» Material provided:
Content starts
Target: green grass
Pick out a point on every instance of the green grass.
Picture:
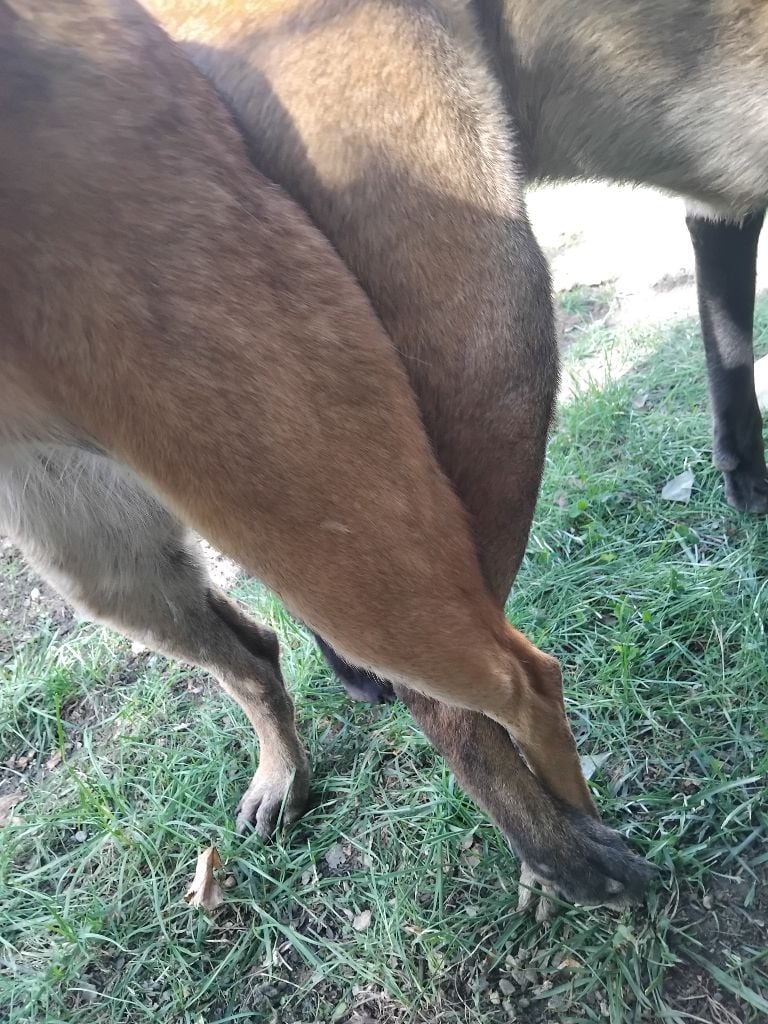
(658, 612)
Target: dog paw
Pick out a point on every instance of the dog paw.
(273, 797)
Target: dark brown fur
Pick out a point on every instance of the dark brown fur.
(391, 125)
(180, 344)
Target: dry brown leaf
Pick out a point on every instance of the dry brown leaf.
(7, 802)
(205, 891)
(361, 921)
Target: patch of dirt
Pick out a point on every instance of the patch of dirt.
(724, 931)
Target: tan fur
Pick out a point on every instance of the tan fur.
(386, 122)
(671, 94)
(173, 317)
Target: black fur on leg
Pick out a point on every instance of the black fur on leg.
(359, 684)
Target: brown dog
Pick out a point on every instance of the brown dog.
(391, 125)
(180, 344)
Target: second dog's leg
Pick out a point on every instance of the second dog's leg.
(726, 259)
(111, 548)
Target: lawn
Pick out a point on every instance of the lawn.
(393, 900)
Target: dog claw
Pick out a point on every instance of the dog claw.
(591, 866)
(272, 798)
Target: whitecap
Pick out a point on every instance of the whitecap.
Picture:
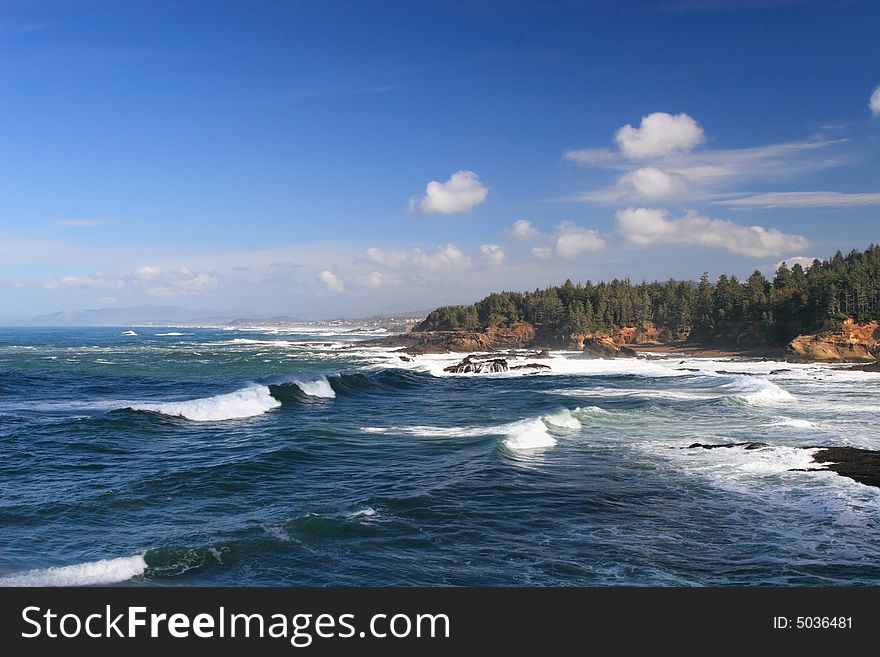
(797, 423)
(528, 434)
(562, 419)
(247, 402)
(317, 388)
(92, 573)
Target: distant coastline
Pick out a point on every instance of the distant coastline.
(828, 311)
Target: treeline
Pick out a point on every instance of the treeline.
(797, 300)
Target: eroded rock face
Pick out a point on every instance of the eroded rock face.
(861, 465)
(852, 343)
(605, 347)
(472, 365)
(490, 364)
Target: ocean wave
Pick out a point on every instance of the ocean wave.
(528, 434)
(797, 423)
(247, 402)
(317, 388)
(562, 419)
(93, 573)
(761, 392)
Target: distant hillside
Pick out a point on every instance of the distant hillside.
(754, 312)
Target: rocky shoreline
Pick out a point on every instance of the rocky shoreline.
(861, 465)
(851, 343)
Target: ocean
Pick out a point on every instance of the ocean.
(204, 456)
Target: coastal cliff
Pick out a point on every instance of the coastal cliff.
(852, 342)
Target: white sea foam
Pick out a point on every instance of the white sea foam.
(761, 392)
(317, 388)
(562, 419)
(794, 422)
(247, 402)
(93, 573)
(528, 434)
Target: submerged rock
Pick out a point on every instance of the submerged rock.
(754, 445)
(861, 465)
(471, 365)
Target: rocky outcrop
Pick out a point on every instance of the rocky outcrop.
(537, 367)
(852, 342)
(861, 465)
(473, 365)
(606, 347)
(437, 342)
(747, 446)
(623, 335)
(870, 367)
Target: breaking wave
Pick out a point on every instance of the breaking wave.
(247, 402)
(317, 388)
(92, 573)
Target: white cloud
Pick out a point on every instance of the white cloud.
(802, 200)
(595, 156)
(147, 272)
(154, 281)
(654, 226)
(653, 183)
(461, 193)
(493, 254)
(573, 241)
(376, 280)
(659, 134)
(658, 162)
(444, 258)
(525, 230)
(804, 261)
(331, 281)
(189, 283)
(96, 281)
(646, 183)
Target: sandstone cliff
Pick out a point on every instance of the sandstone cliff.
(852, 342)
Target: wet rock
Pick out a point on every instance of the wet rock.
(531, 366)
(861, 465)
(471, 365)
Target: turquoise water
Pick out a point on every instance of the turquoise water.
(182, 456)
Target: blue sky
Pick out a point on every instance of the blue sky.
(342, 158)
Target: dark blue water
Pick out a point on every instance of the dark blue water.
(254, 458)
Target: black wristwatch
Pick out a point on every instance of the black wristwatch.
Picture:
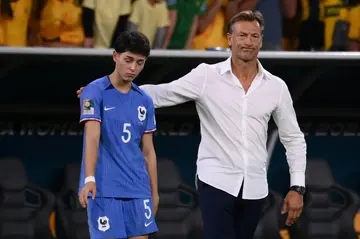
(299, 189)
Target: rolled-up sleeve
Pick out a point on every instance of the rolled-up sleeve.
(187, 88)
(291, 137)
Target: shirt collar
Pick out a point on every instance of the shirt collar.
(225, 67)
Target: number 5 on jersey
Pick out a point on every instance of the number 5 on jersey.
(127, 134)
(147, 209)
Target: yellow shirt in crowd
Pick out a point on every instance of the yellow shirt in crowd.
(62, 21)
(353, 17)
(13, 31)
(214, 34)
(332, 11)
(149, 17)
(107, 13)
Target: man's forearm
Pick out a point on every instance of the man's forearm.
(91, 152)
(151, 166)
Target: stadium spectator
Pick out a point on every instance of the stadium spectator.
(211, 29)
(14, 22)
(103, 20)
(59, 23)
(354, 31)
(150, 17)
(184, 21)
(331, 23)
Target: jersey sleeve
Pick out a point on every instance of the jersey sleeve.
(151, 121)
(90, 104)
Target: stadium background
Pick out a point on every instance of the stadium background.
(39, 126)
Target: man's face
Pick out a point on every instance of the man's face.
(245, 40)
(128, 65)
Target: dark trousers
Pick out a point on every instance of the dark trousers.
(227, 217)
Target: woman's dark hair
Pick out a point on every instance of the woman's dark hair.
(5, 8)
(134, 42)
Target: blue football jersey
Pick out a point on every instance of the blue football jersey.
(125, 117)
Content ends
» Task item: In the data above, which lines lie between the line with "Target: ocean wave" and the line with "Target: white sea foam", inclusive? Print those lines exactly and nothing else.

» Exercise result:
Target: ocean wave
Pick out a point on every instance of the ocean wave.
(528, 434)
(797, 423)
(247, 402)
(317, 388)
(562, 419)
(93, 573)
(761, 392)
Target: distant hillside
Pick out a point on every instance of the distant hillside.
(754, 312)
Target: rocky shoreline
Pick out a point on every instance of the rocky shoreline.
(861, 465)
(851, 343)
Target: ocean
Pick out a point on every instance of the ocean.
(204, 456)
Target: coastal cliff
Pick out a point on every instance of the coastal cliff.
(852, 342)
Target: white sea foam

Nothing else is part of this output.